▶ Document passage:
2021-08-07 | Collaboration | Triple Specification
[ 20210807: I am refining this, bootstrapping, getting to base camp, setting up, etc., bringing up the sites, then the specification, then the model, then the active demo and MQTT streams, back and forth, so it is rough and changing quite a bit right now. I'm writing this here, both so that anybody following along can see the progress, but also for myself, as I'll browse my specs as I work on the other sites. ~Aggie ]
Triple Pub is a highly constrained specification that facilitates collabarative creation and visualization of knowledge graphs of various domains and systems.
The triple is an atom of knowledge. Each semantic triple has three components, subject, predicate, and object. The rest of the world, the graph and domains, are fluid, and built with triples.
📚📓🛖🪧Mud Hut Club🔗https://mudhut.club
📚💦👴️⚗️6️⚗️1️🪧Snail Mail Import
📚📓🛖💤✍️2️#️2️#️🌄🪧Aggressive Green Curry.
I need to backfill below with this example. It is much simpler and concise.
The universe of this specification starts at the origin 0. The first predicate from the origin is 🏺. This means that 0 contains something. The origin contains integers. The entire semantic framework of triple pub is based on this relation.
0 is only used to signify that it contains integers that represent other categories. The last 0 from a tree perspective, when navigating a path is a graph with 0 as the origin. Note that this mechanism means that the entire original universe with origin 0 could be fork-lifted into another universe with origin 0 and treated as a graph with with a sub-origin of 0.
Think of any 0 as a universe in this sense. If we had one model, a data flow of a company, the universe would start at 0. Perhaps we do a data flow for another company. Our universe can be expanded by creating a new origin that contains items called DFDs. This item contains instances of DFDs that are integers. Those integers contain root 0s that are graphs with 0 as the origin that are the full DFD.
An origin never includes another origin, just categories/types. The categories contain an origin for a sub-graph that is a 0.
Three levels up, or the first 0 from a final 0 in a path is the domain. Let's use the example of ACME. If ACME was the universe, and 0 was both origin for the graph and the last 0, then it is also the first 0 in the other direction. The domain would be 💦. If we add another data flow for a different company, then we would have another origin 0. This origin 0 would be the category of DFDs, also of the domain 💦. One company would be ACME and one of a different name.
The non-zero integers name the universe for the sub-graph with a 0 origin under them and contain the root 0 for the graph.
The entire graph is filesystem based so that it can be checked in with git. Relative symbolic links are used to connect branches and leaves. The nature of these links varies by domain. At any particular level there can be an unlimited number of other entities and predicates. In the specific case of a DFD, the only other entities are data at rest (data stores) and "entity" (We have simplified Gane and Sarson notation to not distinguish external entities.)
The domain symbol and the graph place the triple.

▶ Work to complete:
• 1. According to the Triple Pub text, what are the three components of each semantic triple?
• 2. Duplicate the portion of the Triple Pub text starting with "0 is only used" and going on through "the full DFD.".
The records are separate material and are not part of the Triple Pub text.

▶ Information shown:
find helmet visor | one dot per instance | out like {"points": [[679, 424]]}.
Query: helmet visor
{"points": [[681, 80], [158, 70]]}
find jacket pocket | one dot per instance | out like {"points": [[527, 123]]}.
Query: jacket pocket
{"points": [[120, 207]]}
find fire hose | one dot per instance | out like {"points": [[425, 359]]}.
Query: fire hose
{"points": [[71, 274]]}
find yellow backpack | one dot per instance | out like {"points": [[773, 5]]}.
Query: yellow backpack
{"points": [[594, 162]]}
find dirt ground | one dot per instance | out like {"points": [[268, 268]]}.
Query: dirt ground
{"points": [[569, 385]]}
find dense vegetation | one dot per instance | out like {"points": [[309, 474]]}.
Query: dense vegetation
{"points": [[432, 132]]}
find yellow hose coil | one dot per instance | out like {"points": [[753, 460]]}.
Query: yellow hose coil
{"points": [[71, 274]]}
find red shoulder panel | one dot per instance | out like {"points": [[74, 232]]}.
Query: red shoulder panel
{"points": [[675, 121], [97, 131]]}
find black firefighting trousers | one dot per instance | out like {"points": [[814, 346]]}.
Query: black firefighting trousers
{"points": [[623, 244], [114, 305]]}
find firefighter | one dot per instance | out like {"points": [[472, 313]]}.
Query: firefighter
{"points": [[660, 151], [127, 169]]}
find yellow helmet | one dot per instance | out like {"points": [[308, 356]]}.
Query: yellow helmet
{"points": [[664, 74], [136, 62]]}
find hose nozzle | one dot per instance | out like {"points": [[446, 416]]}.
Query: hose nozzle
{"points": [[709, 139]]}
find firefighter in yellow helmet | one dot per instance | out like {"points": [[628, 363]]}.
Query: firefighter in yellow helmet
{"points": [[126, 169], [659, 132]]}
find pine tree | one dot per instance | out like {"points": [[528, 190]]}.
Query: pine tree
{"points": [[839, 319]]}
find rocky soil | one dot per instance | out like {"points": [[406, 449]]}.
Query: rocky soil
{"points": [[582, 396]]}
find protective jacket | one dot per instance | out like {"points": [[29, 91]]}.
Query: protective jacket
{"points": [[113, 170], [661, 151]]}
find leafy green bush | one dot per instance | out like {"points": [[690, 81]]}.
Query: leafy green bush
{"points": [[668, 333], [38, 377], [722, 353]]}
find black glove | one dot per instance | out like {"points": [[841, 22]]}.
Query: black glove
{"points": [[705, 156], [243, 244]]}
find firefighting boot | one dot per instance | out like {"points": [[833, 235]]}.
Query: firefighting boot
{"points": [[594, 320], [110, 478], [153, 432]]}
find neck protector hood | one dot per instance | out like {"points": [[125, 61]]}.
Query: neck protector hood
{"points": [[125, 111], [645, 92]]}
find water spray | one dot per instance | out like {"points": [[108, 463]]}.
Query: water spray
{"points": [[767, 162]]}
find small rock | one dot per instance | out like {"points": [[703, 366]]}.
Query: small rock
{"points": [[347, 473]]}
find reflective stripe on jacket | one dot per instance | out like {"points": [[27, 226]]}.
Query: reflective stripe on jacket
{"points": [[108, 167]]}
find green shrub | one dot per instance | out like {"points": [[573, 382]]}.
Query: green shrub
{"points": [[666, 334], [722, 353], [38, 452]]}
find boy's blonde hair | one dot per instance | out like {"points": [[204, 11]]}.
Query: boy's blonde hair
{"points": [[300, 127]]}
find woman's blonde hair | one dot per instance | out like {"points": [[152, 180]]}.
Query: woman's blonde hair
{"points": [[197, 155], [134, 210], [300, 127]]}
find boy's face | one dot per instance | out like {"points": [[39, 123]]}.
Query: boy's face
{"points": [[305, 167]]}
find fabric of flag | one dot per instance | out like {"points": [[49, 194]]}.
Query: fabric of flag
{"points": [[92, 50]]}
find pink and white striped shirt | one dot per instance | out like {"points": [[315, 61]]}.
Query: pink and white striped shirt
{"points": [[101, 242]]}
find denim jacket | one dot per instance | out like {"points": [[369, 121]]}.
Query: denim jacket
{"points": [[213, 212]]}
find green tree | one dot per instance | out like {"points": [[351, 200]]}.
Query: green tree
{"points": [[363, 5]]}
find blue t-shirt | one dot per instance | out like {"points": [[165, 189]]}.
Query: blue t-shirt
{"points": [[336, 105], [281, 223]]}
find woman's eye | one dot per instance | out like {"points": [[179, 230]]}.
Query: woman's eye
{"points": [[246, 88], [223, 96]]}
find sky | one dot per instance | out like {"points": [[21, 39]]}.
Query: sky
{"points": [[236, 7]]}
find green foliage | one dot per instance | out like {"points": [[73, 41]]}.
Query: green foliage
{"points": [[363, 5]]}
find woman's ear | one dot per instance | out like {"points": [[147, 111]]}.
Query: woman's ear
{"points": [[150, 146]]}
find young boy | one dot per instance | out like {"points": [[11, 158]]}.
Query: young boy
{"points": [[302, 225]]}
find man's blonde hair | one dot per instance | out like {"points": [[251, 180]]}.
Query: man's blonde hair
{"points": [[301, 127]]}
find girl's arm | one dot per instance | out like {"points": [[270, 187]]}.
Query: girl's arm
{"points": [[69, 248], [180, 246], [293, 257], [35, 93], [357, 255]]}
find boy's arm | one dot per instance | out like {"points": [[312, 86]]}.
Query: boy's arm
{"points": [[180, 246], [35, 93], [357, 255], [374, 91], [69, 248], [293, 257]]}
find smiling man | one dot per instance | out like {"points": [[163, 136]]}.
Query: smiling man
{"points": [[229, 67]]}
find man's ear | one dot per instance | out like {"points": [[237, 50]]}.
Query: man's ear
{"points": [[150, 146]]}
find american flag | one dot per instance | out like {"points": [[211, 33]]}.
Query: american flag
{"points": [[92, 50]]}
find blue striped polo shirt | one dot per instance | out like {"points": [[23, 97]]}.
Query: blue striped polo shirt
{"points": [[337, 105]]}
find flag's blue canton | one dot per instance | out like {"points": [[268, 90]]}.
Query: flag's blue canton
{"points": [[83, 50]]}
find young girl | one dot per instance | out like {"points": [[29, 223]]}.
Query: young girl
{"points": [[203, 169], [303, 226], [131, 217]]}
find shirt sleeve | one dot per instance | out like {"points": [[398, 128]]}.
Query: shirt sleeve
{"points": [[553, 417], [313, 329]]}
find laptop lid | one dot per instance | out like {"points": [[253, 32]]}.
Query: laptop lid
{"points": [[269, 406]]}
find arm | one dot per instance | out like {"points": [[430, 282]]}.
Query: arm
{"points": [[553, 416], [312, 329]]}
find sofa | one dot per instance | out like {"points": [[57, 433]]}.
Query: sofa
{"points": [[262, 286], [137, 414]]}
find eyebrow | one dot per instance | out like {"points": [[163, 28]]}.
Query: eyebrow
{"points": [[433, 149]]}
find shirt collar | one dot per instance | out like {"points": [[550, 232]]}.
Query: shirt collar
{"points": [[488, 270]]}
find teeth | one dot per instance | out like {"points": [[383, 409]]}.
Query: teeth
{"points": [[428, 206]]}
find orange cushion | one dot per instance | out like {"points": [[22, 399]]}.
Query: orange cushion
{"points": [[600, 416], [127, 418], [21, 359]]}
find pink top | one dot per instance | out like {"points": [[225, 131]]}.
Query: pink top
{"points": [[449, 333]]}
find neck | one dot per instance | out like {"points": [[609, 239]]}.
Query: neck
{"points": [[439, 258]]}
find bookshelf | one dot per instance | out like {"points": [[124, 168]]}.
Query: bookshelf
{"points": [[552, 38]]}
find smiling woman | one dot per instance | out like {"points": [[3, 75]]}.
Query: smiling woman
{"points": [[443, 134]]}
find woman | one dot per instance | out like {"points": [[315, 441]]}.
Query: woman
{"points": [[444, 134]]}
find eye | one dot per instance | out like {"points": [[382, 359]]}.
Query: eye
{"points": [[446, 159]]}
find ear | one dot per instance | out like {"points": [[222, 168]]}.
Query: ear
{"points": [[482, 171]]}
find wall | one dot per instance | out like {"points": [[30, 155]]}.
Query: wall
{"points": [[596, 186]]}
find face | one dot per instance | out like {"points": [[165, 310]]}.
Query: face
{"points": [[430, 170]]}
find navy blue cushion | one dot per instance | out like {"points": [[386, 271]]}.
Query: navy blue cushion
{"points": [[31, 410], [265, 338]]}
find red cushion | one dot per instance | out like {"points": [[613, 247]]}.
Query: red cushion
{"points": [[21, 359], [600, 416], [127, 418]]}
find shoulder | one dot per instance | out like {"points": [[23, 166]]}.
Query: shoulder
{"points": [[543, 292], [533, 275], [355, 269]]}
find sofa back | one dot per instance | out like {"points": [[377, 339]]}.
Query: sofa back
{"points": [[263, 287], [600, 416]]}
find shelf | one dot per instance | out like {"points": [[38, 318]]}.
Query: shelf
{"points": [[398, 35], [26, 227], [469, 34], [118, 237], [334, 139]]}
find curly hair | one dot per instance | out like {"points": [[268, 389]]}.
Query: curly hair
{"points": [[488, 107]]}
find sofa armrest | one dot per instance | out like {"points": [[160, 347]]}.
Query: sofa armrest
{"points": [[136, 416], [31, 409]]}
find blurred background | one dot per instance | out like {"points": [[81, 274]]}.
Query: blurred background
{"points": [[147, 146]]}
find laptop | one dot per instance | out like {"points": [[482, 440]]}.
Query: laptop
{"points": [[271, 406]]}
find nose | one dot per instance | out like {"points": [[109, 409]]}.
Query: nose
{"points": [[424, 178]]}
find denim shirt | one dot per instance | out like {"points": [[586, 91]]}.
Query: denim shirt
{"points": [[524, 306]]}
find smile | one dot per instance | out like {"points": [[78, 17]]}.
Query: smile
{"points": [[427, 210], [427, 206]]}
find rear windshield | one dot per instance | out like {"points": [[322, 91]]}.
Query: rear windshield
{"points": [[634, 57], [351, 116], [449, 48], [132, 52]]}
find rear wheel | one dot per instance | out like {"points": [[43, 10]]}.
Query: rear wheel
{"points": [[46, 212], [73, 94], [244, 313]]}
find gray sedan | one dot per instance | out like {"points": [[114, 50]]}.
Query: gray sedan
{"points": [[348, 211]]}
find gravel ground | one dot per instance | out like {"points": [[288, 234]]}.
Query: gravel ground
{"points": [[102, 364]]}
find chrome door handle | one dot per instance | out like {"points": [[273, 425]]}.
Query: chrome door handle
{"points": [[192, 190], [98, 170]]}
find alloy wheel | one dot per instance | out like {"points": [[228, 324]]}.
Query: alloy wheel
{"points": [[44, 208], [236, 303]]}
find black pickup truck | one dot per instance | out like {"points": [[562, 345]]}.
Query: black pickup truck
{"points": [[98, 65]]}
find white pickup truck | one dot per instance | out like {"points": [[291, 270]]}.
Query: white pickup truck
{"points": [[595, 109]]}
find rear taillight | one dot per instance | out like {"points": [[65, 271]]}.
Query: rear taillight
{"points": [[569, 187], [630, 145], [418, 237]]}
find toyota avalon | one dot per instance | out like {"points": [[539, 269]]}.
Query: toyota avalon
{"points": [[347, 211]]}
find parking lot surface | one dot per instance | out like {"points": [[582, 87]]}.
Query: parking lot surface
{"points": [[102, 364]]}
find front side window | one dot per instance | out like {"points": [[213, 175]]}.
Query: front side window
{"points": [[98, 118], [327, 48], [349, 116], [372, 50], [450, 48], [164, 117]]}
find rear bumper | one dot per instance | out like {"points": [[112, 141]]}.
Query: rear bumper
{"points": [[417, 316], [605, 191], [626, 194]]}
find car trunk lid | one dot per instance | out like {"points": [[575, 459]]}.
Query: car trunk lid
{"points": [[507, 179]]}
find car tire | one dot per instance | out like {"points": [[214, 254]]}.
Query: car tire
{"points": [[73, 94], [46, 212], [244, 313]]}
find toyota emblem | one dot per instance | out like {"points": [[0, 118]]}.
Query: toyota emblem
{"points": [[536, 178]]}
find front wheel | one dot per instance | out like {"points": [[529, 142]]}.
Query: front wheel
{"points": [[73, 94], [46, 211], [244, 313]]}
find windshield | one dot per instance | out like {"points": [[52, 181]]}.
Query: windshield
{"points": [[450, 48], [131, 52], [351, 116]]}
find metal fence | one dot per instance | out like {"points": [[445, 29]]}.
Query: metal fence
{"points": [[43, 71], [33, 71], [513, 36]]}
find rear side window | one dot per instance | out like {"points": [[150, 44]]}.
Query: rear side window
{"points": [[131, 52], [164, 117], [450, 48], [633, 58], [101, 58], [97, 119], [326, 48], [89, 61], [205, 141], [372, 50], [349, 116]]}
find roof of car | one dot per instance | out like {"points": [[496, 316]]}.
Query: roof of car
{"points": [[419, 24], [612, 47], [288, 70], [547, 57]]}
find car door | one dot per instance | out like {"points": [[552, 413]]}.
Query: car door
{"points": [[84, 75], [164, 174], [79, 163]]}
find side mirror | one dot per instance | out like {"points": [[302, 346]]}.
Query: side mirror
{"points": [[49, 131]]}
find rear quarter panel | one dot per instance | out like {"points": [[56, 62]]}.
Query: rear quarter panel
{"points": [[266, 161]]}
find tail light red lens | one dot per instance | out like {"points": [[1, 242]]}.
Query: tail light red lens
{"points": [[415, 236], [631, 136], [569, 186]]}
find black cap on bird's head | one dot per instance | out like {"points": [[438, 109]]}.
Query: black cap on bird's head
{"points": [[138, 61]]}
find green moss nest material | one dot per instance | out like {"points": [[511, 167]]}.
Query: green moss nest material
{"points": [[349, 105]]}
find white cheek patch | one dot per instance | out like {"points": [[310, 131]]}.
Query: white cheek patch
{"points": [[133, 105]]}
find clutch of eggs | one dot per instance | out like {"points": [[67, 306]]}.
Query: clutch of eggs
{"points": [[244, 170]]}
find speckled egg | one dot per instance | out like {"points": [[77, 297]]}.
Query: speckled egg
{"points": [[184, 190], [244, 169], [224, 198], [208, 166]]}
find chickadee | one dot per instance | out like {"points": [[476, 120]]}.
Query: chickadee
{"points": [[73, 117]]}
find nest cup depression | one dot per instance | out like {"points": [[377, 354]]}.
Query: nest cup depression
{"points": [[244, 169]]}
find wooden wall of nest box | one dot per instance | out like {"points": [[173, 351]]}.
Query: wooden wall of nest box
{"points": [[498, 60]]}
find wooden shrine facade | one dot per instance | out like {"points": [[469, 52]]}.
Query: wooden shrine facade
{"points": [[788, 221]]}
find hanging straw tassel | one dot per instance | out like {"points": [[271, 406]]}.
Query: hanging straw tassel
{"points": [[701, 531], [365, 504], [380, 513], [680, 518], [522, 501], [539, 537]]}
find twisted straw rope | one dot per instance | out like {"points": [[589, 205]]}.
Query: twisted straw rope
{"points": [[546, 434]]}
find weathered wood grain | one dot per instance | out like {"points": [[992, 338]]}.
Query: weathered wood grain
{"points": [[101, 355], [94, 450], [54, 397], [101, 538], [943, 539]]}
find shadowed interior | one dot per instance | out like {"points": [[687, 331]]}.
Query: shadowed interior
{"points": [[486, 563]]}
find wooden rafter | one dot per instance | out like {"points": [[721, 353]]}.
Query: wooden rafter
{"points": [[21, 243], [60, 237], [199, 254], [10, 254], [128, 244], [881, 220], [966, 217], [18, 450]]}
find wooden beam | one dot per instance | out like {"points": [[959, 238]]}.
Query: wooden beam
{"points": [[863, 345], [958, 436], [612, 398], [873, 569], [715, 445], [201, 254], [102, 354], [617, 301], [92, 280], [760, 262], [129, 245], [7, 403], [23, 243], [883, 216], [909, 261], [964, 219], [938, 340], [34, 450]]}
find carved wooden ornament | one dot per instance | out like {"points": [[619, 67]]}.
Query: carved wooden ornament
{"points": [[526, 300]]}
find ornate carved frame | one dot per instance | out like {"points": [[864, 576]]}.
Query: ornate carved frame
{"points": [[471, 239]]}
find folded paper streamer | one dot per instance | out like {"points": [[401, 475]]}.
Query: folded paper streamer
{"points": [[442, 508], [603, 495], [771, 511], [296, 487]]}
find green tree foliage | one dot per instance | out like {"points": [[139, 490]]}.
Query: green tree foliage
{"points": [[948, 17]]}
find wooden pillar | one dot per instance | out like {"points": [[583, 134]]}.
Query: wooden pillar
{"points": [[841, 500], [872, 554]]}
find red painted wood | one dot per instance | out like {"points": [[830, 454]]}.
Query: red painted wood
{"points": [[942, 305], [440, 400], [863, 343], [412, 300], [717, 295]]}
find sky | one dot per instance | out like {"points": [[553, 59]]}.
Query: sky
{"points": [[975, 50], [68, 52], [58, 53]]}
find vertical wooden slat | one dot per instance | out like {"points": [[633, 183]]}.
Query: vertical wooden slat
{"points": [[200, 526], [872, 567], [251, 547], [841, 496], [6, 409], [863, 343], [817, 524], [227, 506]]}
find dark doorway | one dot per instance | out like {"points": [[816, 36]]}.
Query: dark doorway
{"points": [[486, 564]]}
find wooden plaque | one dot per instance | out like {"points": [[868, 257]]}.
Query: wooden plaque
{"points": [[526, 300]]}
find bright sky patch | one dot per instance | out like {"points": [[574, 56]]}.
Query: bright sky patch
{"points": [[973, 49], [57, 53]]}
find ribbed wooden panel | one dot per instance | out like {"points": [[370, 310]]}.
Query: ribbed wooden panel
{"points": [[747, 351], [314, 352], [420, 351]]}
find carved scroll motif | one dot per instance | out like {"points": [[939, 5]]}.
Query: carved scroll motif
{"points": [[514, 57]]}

▶ Expected outputs:
• 1. Subject, predicate, and object.

• 2.
0 is only used to signify that it contains integers that represent other categories. The last 0 from a tree perspective, when navigating a path is a graph with 0 as the origin. Note that this mechanism means that the entire original universe with origin 0 could be fork-lifted into another universe with origin 0 and treated as a graph with with a sub-origin of 0.
Think of any 0 as a universe in this sense. If we had one model, a data flow of a company, the universe would start at 0. Perhaps we do a data flow for another company. Our universe can be expanded by creating a new origin that contains items called DFDs. This item contains instances of DFDs that are integers. Those integers contain root 0s that are graphs with 0 as the origin that are the full DFD.